In the news report below on Stephen Harper's trade mission to China, which four cities will get new trade offices?

TEXT TO READ:

* * *

Canada businesses impatient for China growth as Harper promotes trade ties
By Andrea Hopkins
HANGZHOU, China Nov 7 (Reuters) - Canadian Prime Minister Stephen Harper kicked off his trade mission to China on Friday facing criticism from businesses that the troubled diplomatic relationship between the two nations has hampered their efforts to tap China's burgeoning market.
Harper, on his first visit to China in two years, announced the opening of four new trade offices in the cities of Hangzhou, Xian, Xiamen and Tianjin to help the entry of Canadian businesses into the fastest growing regions of China.
The trip is Harper's third to China since he took office in 2006. But as he kicked off a conference bringing together Chinese and Canadian executives looking to do business with each other, some Canadian executives said political and economic irritants between the two countries have made it hard to keep pace with competitors in other countries.
"Any time there are those geopolitical things that are beyond the control of the businessman ... it slows things down big time," said David Curtis, president and CEO of Viking Air Ltd, a British Columbia-based company that makes small seaplanes.

* * *

DATASET ROWS:
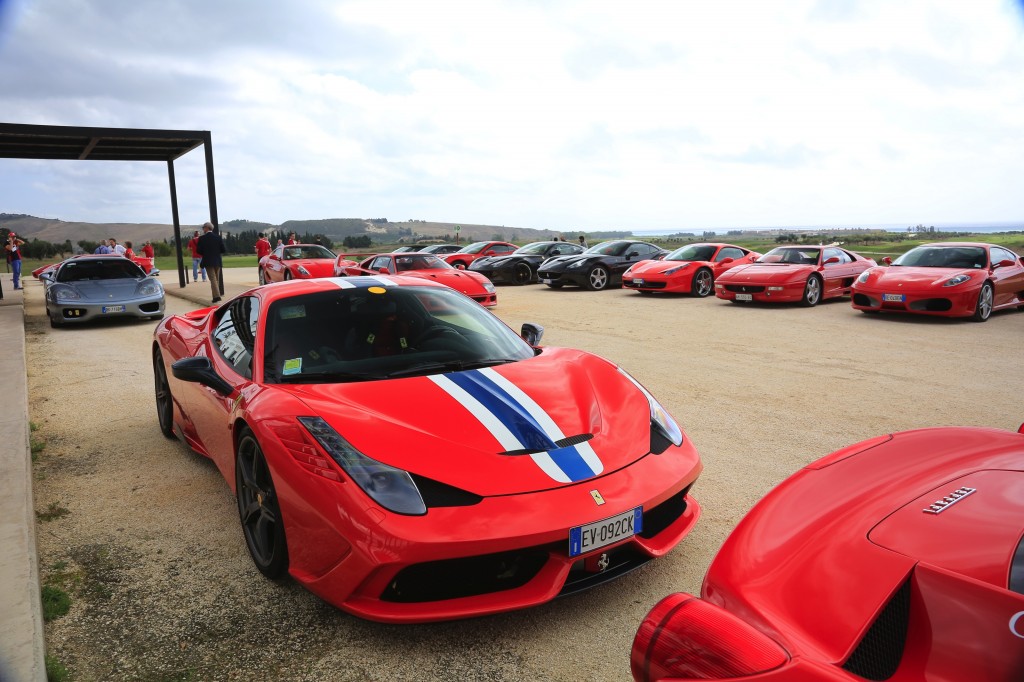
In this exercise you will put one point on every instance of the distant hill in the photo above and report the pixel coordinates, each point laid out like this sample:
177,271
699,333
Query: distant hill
380,229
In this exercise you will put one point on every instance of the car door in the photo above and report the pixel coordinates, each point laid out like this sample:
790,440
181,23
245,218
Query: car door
229,346
1008,281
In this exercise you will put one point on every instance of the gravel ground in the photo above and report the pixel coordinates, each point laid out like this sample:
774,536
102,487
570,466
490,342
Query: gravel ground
163,589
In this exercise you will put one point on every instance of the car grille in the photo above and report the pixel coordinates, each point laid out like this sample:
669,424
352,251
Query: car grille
467,577
880,652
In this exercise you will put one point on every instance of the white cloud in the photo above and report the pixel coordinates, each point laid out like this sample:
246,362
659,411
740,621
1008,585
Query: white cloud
601,115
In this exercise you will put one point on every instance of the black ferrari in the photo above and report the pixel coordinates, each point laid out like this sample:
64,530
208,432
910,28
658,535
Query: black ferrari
599,266
520,266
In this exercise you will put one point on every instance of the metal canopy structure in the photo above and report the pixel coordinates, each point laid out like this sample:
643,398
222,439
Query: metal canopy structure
19,140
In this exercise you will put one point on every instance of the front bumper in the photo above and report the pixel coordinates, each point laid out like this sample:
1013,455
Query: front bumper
504,553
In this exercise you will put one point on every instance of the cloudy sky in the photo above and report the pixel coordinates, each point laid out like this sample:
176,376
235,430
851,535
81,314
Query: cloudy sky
584,115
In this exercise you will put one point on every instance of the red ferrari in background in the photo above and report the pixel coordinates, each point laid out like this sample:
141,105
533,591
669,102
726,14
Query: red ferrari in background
806,274
462,258
296,261
949,279
899,558
690,269
407,457
427,266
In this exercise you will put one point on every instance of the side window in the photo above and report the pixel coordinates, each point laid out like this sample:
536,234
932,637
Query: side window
236,333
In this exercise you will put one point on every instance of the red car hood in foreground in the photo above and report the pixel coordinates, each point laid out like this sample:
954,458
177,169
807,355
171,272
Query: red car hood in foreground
449,427
767,272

* * *

ANSWER: Hangzhou, Xian, Xiamen and Tianjin.